Below are the records. Restate word for word every line from the one that contains "target | car side mirror" through the final line, both included.

++++++

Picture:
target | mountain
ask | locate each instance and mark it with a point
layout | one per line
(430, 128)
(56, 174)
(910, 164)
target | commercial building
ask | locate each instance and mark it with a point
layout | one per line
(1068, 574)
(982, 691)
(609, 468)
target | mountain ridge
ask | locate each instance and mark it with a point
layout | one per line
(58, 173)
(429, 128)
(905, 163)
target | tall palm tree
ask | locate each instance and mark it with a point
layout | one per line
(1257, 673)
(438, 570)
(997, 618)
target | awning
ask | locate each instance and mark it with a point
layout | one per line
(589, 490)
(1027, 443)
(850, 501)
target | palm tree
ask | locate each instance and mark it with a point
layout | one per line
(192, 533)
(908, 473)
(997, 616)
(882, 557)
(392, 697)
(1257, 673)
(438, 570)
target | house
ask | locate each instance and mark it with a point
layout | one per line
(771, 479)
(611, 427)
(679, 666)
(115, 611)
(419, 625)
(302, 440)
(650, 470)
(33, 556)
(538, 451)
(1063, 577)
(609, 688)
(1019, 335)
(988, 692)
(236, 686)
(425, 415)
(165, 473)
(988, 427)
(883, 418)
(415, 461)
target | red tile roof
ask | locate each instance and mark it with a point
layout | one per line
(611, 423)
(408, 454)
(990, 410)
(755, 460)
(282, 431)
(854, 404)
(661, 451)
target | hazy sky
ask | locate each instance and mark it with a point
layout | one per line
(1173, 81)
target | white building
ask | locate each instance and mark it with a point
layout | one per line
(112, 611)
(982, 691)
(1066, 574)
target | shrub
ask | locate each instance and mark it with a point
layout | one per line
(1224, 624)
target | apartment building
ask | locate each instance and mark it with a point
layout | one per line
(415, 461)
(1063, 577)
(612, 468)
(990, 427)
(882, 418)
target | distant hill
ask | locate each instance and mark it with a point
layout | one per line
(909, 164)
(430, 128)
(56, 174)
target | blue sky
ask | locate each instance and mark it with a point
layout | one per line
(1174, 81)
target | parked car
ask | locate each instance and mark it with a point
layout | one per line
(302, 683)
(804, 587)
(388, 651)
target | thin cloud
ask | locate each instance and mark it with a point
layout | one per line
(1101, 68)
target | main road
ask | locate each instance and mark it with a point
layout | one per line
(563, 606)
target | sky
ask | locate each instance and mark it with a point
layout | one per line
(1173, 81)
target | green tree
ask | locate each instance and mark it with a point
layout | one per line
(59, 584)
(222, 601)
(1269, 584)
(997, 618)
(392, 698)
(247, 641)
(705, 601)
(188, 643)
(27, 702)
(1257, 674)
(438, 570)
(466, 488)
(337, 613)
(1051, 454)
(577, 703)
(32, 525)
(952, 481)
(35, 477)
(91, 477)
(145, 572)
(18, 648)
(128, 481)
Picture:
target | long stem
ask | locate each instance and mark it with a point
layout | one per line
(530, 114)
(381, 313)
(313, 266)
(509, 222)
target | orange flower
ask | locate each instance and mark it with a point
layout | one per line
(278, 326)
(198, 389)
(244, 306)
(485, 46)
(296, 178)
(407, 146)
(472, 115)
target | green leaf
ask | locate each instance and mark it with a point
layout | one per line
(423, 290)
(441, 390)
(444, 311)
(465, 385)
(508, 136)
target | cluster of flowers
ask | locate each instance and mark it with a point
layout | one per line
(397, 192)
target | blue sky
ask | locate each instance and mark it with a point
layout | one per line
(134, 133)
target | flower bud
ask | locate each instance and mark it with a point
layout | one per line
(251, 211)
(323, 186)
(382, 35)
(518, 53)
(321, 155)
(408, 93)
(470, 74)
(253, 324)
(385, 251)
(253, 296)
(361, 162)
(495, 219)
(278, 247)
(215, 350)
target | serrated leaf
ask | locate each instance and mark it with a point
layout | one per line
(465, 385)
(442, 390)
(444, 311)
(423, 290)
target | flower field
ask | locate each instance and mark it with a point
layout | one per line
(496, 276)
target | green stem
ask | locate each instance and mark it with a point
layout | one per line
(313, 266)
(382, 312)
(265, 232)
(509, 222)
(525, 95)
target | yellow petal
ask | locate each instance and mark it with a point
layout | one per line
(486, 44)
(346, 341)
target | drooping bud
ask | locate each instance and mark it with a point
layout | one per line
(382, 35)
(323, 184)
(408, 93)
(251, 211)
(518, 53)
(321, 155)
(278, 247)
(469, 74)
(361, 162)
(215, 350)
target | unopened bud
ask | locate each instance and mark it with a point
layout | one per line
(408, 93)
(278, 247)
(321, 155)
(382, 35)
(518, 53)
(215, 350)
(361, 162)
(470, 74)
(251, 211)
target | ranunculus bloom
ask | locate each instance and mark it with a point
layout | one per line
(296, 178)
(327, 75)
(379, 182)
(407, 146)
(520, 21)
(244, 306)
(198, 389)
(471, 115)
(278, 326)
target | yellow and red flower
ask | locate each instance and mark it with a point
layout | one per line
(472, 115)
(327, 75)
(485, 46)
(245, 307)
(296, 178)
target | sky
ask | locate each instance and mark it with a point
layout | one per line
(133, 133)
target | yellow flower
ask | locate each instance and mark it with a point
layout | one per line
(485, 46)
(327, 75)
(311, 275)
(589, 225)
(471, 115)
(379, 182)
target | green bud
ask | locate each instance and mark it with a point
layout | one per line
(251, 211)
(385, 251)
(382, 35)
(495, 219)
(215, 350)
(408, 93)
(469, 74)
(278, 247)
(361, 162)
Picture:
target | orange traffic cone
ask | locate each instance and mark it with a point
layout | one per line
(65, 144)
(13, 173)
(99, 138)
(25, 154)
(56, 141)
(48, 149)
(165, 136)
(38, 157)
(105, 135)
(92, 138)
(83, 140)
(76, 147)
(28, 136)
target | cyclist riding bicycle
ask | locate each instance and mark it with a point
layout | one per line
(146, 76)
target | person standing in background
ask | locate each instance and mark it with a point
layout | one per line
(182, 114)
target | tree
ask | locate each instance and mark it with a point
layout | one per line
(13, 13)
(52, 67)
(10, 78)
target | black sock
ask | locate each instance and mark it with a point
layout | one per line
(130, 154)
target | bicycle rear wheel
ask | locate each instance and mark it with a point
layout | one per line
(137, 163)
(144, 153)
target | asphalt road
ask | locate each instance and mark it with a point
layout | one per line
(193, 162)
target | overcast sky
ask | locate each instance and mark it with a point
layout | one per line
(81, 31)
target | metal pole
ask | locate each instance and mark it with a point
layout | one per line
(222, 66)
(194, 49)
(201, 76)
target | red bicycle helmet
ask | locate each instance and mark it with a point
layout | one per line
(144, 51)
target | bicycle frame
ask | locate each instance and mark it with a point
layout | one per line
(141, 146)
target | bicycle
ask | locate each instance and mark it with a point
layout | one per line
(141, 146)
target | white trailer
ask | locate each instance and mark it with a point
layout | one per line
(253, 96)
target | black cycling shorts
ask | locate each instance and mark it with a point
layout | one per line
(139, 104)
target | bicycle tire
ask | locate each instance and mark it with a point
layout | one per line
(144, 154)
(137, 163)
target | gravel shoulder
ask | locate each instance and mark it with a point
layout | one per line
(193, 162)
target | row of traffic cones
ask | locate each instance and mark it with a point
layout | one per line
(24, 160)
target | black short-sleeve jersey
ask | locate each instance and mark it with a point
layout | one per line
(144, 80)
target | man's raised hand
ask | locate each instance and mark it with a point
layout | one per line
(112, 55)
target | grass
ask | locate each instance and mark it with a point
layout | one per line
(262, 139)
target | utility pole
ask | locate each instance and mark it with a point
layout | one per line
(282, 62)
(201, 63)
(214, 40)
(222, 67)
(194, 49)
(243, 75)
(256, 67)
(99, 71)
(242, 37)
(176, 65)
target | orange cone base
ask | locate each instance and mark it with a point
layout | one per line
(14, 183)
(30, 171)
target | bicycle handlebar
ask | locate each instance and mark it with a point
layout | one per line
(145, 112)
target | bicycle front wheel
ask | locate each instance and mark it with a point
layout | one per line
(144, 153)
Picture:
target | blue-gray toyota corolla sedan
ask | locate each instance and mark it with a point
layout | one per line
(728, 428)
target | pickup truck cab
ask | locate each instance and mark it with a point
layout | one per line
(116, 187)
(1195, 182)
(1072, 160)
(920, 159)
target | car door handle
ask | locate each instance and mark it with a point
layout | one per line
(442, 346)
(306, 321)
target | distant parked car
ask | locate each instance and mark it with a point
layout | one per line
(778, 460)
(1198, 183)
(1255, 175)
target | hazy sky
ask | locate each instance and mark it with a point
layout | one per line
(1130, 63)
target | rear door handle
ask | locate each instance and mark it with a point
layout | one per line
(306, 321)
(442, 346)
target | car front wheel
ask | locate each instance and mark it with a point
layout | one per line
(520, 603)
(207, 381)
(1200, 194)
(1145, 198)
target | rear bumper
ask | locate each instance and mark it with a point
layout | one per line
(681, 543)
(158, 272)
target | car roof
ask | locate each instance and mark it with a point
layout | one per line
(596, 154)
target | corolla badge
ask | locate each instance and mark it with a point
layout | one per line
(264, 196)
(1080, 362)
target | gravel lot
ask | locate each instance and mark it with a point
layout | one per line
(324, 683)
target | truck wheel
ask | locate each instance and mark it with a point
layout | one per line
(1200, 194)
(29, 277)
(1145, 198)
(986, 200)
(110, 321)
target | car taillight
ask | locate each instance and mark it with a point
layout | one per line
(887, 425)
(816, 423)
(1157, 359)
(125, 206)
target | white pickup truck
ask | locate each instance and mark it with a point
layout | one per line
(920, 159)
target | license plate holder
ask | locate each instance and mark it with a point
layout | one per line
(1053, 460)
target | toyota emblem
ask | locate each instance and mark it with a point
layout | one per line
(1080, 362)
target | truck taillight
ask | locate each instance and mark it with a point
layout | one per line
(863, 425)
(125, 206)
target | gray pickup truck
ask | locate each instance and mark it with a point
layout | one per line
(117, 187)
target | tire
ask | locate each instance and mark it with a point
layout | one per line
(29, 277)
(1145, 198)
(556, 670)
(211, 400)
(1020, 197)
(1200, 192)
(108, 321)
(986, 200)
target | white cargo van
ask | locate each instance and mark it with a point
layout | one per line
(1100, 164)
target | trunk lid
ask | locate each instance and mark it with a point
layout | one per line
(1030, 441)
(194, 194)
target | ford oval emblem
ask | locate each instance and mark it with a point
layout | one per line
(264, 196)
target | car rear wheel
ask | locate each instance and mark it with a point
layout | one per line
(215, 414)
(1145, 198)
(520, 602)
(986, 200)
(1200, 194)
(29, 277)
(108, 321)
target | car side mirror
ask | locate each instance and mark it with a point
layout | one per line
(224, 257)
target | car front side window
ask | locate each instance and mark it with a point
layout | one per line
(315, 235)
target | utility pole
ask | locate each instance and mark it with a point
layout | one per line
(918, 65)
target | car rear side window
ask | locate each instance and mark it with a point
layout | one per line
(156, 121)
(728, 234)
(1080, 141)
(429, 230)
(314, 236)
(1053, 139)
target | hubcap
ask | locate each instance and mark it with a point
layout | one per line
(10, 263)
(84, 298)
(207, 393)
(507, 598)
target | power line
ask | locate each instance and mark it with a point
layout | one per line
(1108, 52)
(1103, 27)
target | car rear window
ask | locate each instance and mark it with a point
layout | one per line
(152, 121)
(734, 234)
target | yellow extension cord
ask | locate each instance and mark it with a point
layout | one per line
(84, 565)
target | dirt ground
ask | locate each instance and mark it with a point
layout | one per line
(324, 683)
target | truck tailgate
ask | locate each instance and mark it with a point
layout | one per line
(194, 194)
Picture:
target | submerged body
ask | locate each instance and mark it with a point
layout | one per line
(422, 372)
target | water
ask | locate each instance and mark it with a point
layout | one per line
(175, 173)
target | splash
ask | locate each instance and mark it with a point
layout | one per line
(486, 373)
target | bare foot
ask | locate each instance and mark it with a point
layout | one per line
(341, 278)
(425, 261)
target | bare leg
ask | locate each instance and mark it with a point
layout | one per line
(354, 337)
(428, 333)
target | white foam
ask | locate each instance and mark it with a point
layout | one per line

++++++

▶ **Result of this exercise**
target | car side mirror
ask | locate each instance and mark it with a point
layout | one per line
(224, 257)
target | car front side window
ask | locate each instance and mark it with a point
layout | one per line
(315, 235)
target | utility pole
ask | locate each instance and mark it with a point
layout | one per line
(918, 65)
target | car rear side window
ask | locate each instance and mark it with a point
layout | one per line
(156, 121)
(728, 234)
(1080, 141)
(429, 230)
(314, 236)
(1053, 139)
target | hubcap
ask | locate each instance and mark it with a point
layout | one per line
(10, 263)
(84, 298)
(207, 393)
(507, 598)
target | power line
ask | locate each instance and mark it with a point
layout | one per line
(1108, 52)
(1103, 27)
target | car rear window
ask | locate each instance and mark it with a point
layout | one per line
(152, 121)
(734, 234)
target | yellow extension cord
ask | locate each instance and mark it with a point
layout | one per line
(84, 565)
target | dirt ground
ask | locate each instance and mark it with a point
layout | one per line
(324, 683)
target | truck tailgate
ask | locate each instance and mark it with a point
layout | one per line
(194, 194)
Picture:
target | submerged body
ask | locate each instance and mark it with a point
layout | one per line
(422, 372)
target | water
ask | locate each instance and mark it with a point
layout | one per line
(175, 173)
target | splash
ask | locate each instance and mark it with a point
layout | one per line
(486, 373)
target | bare foot
ask | locate each instance and mark it with a point
layout | one per line
(341, 278)
(425, 261)
target | bare leg
ask | locate each instance and mark it with a point
layout | one per line
(354, 337)
(428, 333)
target | white foam
ask | locate each instance and mark it with a point
layout | one per line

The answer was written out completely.